▶ _Texte à lire_

Athènes est une métropole assez difficile à décrire. Indissociable de son Acropole et de la splendeur de la Grèce antique (qu’elle a fini par incarner à elle seule !), elle se révèle aussi anarchique et parfois quelconque. C’est peut-être cela, au fond, qui me plaît tant dans la capitale grecque : ce patchwork de beauté absolue et de médiocrité, cette quête contradictoire d’harmonie divine et d’anarchie, ce côtoiement de vieille gloire et de vie quotidienne indifférente au tourisme. Quelque chose se passe ici c’est certain… Voici mon petit guide pour découvrir cette ville fascinante.

 

 
 

Athènes se présente (et ce n’est pas un long fleuve tranquille)


Quand on veut parler d’Athènes, quelque chose saute immédiatement aux yeux : cette vision iconique de l’Acropole est bien trompeuse. Il n’y a aucun juste milieu à Athènes : son histoire ressemble à des montagnes russes.
 

Au commencement fut un olivier…

Statue d'Athéna.

Athéna.

Ce qui caractérisa l’Athènes antique, ce fut sans aucun doute la démocratie. La légende même de la fondation de la cité s’y réfère : Athéna, déesse de la sagesse, et Poséidon, dieu des mers, se disputèrent l’honneur d’être la divinité principale de la ville. Athéna se proposa d’offrir les grâces d’un olivier, tandis que Poséidon sortit de sa besace une source… d’eau salée.

Les citoyens furent appelés à voter. Les femmes plébiscitèrent Athéna ; les hommes Poséidon. Et à cette époque, les femmes étaient plus nombreuses à Athènes…
 

L’Athènes antique : le siècle d’or de Périclès

Statue de Périclès.

Périclès.

Le siècle d’or d’Athènes est le Ve siècle avant Jésus-Christ : c’est le “siècle de Périclès”, du nom de l’homme d’État qui porta la cité grecque au faîte du monde antique – et dont les répercussions sur notre vie actuelle sont incalculables.

En quelques dizaines d’années à peine, Athènes devint la patrie de philosophes, d’artistes, de scientifiques dont les noms n’en finissent pas résonner : Platon, Socrate, Sophocle, Thucydide, Phidias… C’est à Périclès que l’on doit l’édification de l’Acropole par exemple.
 

Athènes, ou la Belle au bois dormant

La place Monastiraki à Athènes.

Mosquée et Acropole.

Si la renommée intellectuelle d’Athènes ne faiblit pas, sa puissance politique déclina ensuite rapidement. Conquise par les Romains, qui l’admiraient sans doute plus que les Athéniens d’alors, elle fut une des plaques tournantes du christianisme naissant (saint Paul y prêcha beaucoup) puis, chose incroyable… s’ensuivirent quasiment 1500 ans d’oubli et d’obscurité. Que ce soit dans le giron de l’empire byzantin, des croisés, de l’empire ottoman, rien ou presque ne se passa à Athènes.

▶ _Série de consignes_
**A)** D'après le texte sur Athènes, qu'est-ce qu'Athéna proposa d'offrir à la cité ?
**B)** Recopiez sans rien changer les enregistrements, de la ligne qui contient « Task: mark the asphalt » jusqu'à la fin des enregistrements, ces deux limites comprises.

▶ _Données à traiter_
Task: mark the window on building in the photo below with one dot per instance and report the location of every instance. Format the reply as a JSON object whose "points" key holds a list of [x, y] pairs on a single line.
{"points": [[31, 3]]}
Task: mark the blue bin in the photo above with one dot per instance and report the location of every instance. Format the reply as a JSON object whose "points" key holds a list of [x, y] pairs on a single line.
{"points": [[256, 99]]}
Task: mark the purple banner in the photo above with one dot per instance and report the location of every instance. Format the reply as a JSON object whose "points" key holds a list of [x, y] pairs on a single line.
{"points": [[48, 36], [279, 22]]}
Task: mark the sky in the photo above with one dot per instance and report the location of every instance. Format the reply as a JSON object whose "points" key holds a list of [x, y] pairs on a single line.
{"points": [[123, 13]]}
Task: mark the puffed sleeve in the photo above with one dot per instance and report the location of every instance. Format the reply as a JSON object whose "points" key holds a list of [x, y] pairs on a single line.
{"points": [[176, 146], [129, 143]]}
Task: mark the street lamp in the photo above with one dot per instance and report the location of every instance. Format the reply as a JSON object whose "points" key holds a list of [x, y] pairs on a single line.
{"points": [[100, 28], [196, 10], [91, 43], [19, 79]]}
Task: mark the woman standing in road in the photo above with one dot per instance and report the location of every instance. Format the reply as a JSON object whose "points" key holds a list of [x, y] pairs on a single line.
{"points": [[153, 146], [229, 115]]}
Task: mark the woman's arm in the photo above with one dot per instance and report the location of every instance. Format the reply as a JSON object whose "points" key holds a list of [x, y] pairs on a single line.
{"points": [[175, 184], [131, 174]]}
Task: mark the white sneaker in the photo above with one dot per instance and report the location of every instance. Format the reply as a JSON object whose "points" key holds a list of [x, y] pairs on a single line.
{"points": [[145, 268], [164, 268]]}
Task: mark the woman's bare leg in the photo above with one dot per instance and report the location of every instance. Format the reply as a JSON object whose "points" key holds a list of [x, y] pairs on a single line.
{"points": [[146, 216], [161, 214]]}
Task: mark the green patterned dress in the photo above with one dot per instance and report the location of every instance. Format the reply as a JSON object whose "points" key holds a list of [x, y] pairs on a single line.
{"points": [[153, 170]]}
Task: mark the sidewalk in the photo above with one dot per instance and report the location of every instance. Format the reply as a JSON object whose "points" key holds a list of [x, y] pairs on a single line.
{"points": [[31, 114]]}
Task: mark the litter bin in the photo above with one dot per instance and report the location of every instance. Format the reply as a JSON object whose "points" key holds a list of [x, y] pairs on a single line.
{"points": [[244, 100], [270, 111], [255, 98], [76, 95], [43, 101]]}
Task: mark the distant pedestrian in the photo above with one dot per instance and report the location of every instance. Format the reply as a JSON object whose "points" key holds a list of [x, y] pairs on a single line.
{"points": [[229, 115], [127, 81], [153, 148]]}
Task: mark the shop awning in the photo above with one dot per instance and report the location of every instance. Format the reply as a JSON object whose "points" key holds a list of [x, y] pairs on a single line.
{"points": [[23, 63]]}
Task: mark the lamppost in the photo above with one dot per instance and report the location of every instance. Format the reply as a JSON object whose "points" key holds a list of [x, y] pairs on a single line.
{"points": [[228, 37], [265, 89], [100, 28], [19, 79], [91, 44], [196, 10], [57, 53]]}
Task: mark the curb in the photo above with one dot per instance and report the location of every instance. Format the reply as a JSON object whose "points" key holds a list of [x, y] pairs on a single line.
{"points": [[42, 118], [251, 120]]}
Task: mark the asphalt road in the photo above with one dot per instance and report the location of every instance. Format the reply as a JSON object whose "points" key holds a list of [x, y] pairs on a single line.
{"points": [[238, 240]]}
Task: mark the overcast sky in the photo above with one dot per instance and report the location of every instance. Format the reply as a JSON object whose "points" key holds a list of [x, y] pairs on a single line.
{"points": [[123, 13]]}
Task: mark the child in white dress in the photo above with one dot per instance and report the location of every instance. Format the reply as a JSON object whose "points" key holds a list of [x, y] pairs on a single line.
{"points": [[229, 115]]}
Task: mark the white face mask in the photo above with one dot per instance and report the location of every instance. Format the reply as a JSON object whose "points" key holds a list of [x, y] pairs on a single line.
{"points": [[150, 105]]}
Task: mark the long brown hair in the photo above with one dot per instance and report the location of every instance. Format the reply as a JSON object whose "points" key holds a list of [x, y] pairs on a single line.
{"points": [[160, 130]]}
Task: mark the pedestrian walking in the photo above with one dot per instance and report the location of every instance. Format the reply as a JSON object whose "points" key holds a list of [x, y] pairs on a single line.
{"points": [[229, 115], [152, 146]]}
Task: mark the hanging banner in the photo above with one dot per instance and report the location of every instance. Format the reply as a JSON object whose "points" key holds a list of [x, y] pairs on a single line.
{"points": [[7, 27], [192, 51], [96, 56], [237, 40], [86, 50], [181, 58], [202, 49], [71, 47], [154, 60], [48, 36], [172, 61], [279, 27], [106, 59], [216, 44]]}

▶ _Les réponses_
**A)** Les grâces d'un olivier.

**B)**
Task: mark the asphalt road in the photo above with one dot per instance and report the location of every instance. Format the reply as a JSON object whose "points" key holds a list of [x, y] pairs on a single line.
{"points": [[238, 240]]}
Task: mark the overcast sky in the photo above with one dot per instance and report the location of every instance. Format the reply as a JSON object whose "points" key holds a list of [x, y] pairs on a single line.
{"points": [[123, 13]]}
Task: mark the child in white dress in the photo above with one dot per instance and report the location of every instance. Format the reply as a JSON object whose "points" key holds a list of [x, y] pairs on a single line.
{"points": [[229, 115]]}
Task: mark the white face mask in the photo above with one dot per instance and report the location of every instance. Format the reply as a JSON object whose "points" key holds a list of [x, y] pairs on a single line.
{"points": [[150, 105]]}
Task: mark the long brown hair in the photo above with one dot per instance and report the location of every instance. Format the reply as a JSON object whose "points" key holds a list of [x, y] pairs on a single line.
{"points": [[160, 130]]}
Task: mark the pedestrian walking in the photo above with one dot per instance and report the location of every instance. Format the reply as a JSON object whose "points" key holds a list of [x, y] pairs on a single line.
{"points": [[229, 115], [152, 146]]}
Task: mark the hanging banner in the photo above with one dot per instance and report the location of every instance. Format the reply as a JSON object whose "points" key holds a list of [x, y] pairs on a single line.
{"points": [[7, 27], [192, 51], [96, 56], [237, 40], [86, 50], [181, 58], [202, 49], [71, 47], [154, 60], [48, 36], [172, 61], [279, 27], [106, 59], [216, 44]]}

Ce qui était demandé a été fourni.